Pubblicato su politicadomani Num 74 - Novembre 2007

Contro la giunta militare
In marcia con le ciotole rivolte in basso
Il gesto accusatorio che i monaci buddisti hanno rivolto contro il regime del Myanmar, sfilando nei cortei di protesta, è il più grave che essi potessero esprimere

di Costanza Calabretta

Le proteste sono scoppiate lo scorso agosto, ancora una volta a causa della crisi economica. La giunta militare, che non aveva soccorso alcune zone del paese devastate dalle inondazioni monsoniche, aveva deciso il rincaro del 500% sui prezzi di benzina e gas. I primi a sfilare in segno di protesta sono stati drappelli di cittadini, repressi con durezza dal regime. Poi sono scesi per le strade anche i monaci buddisti, moltissimi di giovane età. Nei loro cortei hanno ripetuto il gesto più grave, camminando con le ciotole per l'elemosina rivolte verso il basso, in segno di scomunica al regime. Hanno sfilato davanti alla casa in cui è prigioniera, Suu Kyi (premio Nobel per la pace e agli arresti domiciliari dal 1989), nel solco della continuità fra la sessantaduenne leader dell' NLD e la loro protesta. La lady è andata, per pochi istanti, incontro al corteo, mentre loro proclamavano: "Noi stiamo marciando per il popolo".

══════════════════════════════

▶ **CONSEGNA 1**
Elenca tutte le righe dei record che contengono la parola "pool". Maiuscole e minuscole contano.

Record del dataset di annotazione a punti:
══════════════════════════════

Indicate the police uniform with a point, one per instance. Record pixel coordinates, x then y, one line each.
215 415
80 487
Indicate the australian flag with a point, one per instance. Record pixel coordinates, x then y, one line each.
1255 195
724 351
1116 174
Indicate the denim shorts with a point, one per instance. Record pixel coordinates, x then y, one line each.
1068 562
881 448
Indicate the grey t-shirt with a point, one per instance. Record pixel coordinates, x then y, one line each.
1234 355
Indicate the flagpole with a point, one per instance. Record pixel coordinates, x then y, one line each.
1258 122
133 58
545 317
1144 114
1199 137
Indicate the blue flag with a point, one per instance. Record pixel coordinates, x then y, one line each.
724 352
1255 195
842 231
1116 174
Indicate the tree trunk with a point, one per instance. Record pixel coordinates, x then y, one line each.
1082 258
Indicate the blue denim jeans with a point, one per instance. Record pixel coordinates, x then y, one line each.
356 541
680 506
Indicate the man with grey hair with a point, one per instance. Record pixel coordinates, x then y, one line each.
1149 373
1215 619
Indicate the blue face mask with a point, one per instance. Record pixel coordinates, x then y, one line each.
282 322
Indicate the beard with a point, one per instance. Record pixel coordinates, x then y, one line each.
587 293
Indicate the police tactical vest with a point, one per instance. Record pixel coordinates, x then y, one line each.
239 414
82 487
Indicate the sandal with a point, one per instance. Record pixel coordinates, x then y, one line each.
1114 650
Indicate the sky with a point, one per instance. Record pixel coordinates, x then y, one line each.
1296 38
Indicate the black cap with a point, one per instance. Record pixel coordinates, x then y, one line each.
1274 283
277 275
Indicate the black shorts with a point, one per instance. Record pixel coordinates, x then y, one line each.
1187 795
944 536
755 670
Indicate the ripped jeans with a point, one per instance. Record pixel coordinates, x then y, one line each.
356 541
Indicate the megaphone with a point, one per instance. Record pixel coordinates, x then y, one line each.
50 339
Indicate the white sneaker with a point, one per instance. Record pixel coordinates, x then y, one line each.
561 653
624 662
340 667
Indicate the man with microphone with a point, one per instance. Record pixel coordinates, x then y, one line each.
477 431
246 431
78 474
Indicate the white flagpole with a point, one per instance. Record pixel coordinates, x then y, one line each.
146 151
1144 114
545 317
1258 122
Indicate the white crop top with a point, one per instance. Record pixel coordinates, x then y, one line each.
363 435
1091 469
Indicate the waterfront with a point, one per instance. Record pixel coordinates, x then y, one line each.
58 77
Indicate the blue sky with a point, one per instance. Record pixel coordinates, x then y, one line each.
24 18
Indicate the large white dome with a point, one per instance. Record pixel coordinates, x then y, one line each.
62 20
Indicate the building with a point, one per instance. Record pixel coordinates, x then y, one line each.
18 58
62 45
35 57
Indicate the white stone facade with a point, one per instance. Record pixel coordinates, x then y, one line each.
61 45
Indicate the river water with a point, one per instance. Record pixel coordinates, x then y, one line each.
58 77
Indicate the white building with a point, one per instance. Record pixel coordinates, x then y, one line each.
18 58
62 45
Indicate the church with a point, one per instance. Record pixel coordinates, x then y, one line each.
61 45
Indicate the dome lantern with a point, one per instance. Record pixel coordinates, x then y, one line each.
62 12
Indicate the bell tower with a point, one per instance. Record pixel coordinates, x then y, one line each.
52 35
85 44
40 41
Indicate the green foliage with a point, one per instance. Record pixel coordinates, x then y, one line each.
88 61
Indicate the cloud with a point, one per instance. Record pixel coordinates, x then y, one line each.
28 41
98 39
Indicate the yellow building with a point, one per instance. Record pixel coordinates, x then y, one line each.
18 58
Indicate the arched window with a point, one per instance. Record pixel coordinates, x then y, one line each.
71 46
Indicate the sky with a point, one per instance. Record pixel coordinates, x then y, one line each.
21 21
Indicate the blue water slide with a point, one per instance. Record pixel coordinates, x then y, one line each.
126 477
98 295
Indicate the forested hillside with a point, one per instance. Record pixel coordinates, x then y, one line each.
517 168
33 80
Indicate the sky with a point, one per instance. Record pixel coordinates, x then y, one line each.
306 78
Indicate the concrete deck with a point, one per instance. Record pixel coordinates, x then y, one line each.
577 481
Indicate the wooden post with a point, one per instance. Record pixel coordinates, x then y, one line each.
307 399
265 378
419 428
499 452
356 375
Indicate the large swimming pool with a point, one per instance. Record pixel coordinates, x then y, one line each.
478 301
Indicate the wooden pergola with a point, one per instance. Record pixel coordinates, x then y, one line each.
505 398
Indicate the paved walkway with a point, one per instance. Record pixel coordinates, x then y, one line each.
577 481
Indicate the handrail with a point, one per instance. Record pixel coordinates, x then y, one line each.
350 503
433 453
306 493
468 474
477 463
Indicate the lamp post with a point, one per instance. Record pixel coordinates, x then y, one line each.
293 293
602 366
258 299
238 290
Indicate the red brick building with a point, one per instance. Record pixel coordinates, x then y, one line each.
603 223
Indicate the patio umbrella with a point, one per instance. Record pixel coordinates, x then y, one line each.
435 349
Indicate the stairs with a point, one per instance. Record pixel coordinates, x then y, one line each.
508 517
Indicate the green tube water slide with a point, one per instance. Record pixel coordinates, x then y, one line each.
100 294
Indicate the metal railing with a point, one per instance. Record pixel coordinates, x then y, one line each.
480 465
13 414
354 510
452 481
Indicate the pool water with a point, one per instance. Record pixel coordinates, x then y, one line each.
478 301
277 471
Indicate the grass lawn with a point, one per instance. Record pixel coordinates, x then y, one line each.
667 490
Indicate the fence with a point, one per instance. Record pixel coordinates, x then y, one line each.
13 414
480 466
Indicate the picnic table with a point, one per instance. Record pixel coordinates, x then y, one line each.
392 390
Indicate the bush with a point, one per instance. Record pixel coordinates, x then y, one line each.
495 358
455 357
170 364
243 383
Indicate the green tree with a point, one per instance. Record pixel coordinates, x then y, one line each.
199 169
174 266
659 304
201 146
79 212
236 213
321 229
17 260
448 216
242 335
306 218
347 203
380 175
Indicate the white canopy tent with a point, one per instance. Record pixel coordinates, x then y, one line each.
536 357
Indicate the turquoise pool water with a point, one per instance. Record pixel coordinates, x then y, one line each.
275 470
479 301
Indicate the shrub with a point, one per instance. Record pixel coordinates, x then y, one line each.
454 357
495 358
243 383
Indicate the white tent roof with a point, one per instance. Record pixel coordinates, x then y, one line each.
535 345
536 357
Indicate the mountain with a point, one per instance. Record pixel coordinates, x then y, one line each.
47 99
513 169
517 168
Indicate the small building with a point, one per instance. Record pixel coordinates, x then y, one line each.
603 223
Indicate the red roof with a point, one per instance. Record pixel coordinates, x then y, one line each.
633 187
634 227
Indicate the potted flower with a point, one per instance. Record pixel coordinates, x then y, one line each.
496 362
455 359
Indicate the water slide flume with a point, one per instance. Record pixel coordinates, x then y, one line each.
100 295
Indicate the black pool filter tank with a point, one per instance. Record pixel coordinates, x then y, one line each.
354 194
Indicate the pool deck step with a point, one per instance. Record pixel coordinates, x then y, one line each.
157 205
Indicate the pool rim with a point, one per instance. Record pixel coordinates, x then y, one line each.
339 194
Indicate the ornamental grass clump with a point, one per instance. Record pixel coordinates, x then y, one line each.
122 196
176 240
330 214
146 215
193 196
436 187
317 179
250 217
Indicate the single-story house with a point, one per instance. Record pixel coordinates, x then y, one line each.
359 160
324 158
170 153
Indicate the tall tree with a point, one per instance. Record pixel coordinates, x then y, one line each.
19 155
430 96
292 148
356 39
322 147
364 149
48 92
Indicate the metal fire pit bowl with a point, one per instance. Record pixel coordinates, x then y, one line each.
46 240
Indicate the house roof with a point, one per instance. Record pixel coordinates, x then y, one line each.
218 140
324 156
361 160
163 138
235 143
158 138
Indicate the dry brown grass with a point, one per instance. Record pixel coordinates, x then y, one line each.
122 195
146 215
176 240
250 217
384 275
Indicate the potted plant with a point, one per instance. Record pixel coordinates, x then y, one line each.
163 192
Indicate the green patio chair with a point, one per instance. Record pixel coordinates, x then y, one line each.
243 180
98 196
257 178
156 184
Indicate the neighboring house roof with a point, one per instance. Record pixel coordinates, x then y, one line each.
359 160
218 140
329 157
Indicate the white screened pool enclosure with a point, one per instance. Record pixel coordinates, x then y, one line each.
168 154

══════════════════════════════

▶ **CONSEGNA 2**
Prosegui l'articolo sulla protesta dei monaci buddisti contro la giunta militare del Myanmar, a partire dall'ultima frase riportata.

▶ **RISPOSTA 1**
Indicate the large swimming pool with a point, one per instance. Record pixel coordinates, x then y, one line each.
Indicate the pool water with a point, one per instance. Record pixel coordinates, x then y, one line each.
Indicate the turquoise pool water with a point, one per instance. Record pixel coordinates, x then y, one line each.
Indicate the black pool filter tank with a point, one per instance. Record pixel coordinates, x then y, one line each.
Indicate the pool deck step with a point, one per instance. Record pixel coordinates, x then y, one line each.
Indicate the pool rim with a point, one per instance. Record pixel coordinates, x then y, one line each.
Indicate the white screened pool enclosure with a point, one per instance. Record pixel coordinates, x then y, one line each.

▶ **RISPOSTA 2**
In Birmania tutti entrano, almeno per alcuni periodi, nei monasteri, per questo le interazioni fra religione e società sono profonde, e la distinzione fra laici e religiosi è difficile. La vita sociale ruota intorno ai monasteri buddisti, che offrono una sorta di welfare state, occupandosi di assistenza sanitaria e di istruzione. Il buddismo birmano ha sviluppato in senso sociale e politico questo lato attivistico: i monaci non devono ricercare solo il benessere spirituale personale, ma anche quello del paese, devono agire nella società. Per questa ragione i monaci hanno partecipato alla lotta per l'indipendenza dall'Inghilterra. Per certi aspetti la legalità del potere dipende da loro, perciò i generali li hanno sempre corteggiati, usando la spiritualità buddista come forma di legittimazione. I monaci sono mezzo milione, un migliaio in più dei militari, che costituiscono il decimo esercito più numeroso del mondo.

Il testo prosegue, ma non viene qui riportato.